**Exercise details:**
Only the lines from the line holding "car windshield covered" to the last line should be output, each exactly as given.

**Materials provided:**
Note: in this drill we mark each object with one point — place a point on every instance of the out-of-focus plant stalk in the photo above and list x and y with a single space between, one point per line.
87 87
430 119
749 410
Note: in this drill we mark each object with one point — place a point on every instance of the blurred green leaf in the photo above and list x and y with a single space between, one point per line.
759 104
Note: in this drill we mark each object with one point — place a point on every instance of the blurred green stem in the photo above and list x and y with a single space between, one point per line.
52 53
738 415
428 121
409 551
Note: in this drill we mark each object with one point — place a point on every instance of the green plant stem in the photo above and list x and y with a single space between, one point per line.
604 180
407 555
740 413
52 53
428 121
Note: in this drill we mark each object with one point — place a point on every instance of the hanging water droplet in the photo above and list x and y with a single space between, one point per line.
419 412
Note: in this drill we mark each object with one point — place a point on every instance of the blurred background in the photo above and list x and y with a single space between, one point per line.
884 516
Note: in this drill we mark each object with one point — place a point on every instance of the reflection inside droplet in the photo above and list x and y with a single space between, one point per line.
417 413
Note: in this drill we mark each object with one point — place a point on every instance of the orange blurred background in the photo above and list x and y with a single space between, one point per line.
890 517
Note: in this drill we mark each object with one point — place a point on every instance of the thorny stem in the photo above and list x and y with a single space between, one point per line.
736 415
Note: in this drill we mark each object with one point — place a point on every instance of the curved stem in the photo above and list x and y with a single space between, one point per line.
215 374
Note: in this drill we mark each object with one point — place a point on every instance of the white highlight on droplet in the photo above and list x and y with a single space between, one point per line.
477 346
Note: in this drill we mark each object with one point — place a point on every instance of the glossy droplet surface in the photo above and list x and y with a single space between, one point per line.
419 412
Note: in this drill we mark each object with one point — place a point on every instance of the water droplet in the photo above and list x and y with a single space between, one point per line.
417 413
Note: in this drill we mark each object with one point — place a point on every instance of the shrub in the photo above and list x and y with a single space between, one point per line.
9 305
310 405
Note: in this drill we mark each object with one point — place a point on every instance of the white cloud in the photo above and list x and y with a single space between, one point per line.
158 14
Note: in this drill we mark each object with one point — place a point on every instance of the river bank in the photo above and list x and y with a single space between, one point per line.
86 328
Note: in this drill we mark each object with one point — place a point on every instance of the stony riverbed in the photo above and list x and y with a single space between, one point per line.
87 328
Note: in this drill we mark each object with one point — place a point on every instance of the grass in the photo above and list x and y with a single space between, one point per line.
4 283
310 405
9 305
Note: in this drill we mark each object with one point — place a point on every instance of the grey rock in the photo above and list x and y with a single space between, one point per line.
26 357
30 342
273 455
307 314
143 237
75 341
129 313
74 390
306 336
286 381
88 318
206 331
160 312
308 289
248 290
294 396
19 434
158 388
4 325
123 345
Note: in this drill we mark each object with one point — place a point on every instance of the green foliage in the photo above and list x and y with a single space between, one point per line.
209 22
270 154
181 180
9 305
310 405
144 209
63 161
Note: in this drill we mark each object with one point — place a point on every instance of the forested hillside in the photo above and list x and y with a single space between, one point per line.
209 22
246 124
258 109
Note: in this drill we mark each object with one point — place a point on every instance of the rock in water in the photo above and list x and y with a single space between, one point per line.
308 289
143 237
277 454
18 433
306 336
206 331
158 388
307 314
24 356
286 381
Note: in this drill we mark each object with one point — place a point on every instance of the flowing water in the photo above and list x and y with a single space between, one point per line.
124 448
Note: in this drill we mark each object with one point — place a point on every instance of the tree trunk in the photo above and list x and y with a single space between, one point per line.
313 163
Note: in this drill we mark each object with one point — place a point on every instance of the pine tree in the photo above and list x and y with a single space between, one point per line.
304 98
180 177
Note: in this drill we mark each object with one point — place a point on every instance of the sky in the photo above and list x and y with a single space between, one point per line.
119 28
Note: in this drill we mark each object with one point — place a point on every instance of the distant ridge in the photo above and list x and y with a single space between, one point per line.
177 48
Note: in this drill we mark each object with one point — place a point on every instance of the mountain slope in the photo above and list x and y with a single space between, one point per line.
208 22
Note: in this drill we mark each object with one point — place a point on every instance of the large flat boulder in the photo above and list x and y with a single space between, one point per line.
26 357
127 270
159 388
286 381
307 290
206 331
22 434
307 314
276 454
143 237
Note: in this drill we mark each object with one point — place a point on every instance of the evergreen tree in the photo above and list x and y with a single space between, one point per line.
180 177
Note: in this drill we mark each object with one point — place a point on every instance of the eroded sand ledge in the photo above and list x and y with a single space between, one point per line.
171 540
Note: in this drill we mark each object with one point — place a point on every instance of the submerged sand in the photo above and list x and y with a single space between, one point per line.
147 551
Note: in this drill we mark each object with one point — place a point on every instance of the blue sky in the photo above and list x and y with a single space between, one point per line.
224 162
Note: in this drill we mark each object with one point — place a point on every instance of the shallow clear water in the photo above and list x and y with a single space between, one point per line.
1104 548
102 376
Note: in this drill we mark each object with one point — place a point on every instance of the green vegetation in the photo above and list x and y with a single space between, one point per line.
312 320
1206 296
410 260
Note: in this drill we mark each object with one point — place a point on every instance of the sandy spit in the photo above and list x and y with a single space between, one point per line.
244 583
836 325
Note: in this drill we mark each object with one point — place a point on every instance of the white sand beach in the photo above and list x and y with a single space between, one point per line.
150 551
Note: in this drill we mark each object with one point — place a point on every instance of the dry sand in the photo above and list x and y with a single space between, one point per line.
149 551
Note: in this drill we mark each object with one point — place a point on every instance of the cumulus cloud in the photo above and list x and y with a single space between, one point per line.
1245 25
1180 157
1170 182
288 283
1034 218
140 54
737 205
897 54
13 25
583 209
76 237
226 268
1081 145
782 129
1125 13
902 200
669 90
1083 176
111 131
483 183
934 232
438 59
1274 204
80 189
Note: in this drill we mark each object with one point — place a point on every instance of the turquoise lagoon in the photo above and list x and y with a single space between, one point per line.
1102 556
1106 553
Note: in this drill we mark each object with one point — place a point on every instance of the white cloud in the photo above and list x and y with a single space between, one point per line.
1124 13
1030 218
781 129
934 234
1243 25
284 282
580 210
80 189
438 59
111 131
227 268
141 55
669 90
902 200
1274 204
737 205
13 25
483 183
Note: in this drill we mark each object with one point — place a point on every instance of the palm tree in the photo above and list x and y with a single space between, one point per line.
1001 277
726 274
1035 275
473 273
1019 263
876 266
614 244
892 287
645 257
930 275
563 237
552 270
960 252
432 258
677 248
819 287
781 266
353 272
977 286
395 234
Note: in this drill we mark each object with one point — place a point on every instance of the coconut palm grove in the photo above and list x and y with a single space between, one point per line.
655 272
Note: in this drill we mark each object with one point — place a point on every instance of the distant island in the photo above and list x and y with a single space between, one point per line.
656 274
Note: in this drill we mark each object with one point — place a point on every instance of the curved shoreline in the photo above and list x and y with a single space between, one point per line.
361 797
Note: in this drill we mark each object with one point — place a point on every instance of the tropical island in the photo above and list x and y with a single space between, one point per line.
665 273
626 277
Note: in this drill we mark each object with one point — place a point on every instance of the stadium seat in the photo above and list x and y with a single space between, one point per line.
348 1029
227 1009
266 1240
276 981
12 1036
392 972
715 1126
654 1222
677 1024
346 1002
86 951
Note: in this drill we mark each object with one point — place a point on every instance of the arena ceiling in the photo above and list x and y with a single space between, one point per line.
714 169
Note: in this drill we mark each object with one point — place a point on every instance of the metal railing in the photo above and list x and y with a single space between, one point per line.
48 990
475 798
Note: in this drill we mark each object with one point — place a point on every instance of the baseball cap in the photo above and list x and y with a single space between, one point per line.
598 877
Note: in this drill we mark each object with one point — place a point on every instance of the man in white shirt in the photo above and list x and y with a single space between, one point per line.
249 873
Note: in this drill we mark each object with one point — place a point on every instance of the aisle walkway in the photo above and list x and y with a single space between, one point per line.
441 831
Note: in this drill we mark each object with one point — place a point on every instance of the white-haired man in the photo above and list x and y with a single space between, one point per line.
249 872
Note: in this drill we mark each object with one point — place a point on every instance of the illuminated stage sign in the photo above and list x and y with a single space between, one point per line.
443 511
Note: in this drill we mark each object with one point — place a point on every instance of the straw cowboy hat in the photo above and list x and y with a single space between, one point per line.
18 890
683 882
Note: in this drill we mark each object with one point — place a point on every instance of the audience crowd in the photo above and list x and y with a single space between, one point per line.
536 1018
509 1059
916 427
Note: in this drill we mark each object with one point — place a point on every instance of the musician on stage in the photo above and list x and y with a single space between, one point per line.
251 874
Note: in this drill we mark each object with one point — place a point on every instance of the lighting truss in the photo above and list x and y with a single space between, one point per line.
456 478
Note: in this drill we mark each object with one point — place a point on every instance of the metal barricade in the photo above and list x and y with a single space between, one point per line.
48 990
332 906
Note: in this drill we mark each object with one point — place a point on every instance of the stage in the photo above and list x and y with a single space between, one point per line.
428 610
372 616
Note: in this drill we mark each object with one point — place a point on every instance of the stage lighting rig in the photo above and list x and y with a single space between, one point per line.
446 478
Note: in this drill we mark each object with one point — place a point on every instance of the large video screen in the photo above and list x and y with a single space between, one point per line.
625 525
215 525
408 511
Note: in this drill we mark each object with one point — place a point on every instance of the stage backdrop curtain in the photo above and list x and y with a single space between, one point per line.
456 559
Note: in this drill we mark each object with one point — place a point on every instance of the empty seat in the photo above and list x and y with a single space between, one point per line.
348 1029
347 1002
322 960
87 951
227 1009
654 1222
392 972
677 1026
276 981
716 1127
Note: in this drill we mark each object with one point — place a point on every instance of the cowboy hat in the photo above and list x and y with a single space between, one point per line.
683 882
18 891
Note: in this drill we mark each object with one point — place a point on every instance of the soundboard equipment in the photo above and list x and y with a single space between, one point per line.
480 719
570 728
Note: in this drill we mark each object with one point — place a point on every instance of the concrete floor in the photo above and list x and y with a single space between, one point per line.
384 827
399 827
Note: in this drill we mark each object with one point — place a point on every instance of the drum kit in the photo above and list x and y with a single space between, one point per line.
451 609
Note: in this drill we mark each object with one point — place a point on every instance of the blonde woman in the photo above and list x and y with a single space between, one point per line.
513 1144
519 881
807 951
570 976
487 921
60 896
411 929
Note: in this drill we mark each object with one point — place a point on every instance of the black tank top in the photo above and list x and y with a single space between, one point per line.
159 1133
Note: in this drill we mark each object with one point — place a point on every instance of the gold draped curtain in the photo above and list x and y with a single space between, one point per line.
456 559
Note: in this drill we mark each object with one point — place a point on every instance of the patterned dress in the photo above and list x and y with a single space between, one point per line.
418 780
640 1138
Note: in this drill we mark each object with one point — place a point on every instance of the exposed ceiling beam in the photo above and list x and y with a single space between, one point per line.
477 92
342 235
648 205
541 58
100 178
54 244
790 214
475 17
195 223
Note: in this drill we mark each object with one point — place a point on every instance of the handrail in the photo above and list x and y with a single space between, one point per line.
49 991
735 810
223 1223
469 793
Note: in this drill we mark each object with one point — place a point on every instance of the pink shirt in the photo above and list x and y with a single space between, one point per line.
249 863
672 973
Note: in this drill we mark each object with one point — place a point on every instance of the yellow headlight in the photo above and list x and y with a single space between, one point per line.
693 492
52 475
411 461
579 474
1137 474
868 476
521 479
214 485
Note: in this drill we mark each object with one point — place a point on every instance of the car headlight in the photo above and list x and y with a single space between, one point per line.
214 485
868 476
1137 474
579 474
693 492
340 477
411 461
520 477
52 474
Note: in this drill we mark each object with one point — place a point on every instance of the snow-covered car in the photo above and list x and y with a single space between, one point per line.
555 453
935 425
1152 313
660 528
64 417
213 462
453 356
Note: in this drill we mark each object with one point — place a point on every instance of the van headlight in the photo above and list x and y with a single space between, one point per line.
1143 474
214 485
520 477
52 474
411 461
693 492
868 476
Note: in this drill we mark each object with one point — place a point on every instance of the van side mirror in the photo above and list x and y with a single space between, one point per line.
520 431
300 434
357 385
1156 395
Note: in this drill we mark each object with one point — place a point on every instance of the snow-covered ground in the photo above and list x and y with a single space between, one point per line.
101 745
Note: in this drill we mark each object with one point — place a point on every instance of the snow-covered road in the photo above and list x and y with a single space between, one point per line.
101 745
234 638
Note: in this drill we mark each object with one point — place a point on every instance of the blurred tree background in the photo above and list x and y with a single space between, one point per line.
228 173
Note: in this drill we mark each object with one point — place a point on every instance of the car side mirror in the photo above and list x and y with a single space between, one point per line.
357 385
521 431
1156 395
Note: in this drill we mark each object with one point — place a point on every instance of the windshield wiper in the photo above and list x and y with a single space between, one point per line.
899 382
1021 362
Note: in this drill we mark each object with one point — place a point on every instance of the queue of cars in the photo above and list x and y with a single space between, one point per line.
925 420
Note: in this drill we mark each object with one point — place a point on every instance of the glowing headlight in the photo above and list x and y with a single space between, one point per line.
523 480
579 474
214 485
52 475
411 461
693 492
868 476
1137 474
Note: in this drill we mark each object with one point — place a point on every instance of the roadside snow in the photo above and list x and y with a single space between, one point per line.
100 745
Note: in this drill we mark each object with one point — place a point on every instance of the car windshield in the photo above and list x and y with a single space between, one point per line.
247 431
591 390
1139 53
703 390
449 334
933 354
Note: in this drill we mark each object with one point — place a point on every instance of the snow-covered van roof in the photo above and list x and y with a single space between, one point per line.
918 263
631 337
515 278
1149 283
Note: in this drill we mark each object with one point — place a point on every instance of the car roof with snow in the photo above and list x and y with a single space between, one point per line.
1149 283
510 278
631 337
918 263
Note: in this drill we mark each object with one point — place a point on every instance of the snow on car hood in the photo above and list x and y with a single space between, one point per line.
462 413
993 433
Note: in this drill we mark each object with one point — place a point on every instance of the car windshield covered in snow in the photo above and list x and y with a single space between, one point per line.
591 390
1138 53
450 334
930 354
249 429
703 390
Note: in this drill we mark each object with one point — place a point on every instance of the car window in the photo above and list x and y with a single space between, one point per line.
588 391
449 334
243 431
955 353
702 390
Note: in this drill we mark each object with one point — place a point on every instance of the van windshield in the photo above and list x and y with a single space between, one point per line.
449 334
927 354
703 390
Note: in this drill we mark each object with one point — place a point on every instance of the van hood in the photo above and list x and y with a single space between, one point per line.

**Task result:**
Note: in this drill we mark each object with one point — place a point on every instance of the car windshield covered in snow in the photo above and list x and y with a single space between, one point per line.
591 390
1138 53
450 334
930 354
249 429
703 390
Note: in this drill we mark each object with one point — place a point on every instance of the car window in the photo above and list x and y with a single space between, one point per line.
588 391
449 334
243 431
955 353
702 390
Note: in this drill we mark each object with one point — place a point on every instance of the van windshield in the photo above and list x and y with a single space between, one point per line.
449 334
927 354
703 390
Note: in this drill we mark each object with one point — place a point on every instance of the van hood in the photo above and list x and y with a single space between, one point per line.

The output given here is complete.